__Your instructions__: Please pull out every line in the entries below that contains the word "background", and copy each one unchanged.

__Source material__:

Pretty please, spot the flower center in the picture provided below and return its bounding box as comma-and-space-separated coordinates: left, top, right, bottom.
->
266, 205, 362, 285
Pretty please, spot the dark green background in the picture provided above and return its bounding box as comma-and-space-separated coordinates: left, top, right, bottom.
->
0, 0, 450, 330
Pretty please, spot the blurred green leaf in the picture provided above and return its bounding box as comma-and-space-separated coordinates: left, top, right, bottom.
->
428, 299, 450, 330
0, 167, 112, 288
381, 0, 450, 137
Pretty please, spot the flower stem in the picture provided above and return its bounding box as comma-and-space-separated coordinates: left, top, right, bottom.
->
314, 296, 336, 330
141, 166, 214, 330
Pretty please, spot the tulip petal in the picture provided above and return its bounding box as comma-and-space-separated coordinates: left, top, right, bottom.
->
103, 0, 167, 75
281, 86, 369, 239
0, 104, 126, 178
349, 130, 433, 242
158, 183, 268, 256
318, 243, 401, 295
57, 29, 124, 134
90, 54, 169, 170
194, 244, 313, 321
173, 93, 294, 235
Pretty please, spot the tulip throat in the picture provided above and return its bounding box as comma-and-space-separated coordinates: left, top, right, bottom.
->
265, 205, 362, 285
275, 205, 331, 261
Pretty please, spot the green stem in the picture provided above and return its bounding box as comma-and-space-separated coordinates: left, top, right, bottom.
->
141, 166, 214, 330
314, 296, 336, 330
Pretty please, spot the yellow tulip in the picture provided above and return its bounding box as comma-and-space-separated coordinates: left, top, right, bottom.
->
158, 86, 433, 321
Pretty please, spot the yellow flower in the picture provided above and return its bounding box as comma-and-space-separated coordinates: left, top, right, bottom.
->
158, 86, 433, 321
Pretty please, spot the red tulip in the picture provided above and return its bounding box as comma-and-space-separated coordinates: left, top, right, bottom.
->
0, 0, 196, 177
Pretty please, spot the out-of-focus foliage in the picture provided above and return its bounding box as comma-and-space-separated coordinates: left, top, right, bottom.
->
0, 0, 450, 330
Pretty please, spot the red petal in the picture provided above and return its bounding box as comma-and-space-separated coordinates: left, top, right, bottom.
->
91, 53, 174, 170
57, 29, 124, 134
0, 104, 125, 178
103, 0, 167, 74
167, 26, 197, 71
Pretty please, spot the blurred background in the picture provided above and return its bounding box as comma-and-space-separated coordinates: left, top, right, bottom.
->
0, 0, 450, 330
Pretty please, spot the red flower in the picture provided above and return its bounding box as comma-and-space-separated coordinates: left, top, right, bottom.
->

__Output below__:
Pretty please, spot the dark green background in the picture provided above and return its bounding box as comma-and-space-separated coordinates: left, top, right, bottom.
Pretty please, spot the blurred background in the picture provided above and return its bounding box as comma-and-space-separated coordinates: left, top, right, bottom.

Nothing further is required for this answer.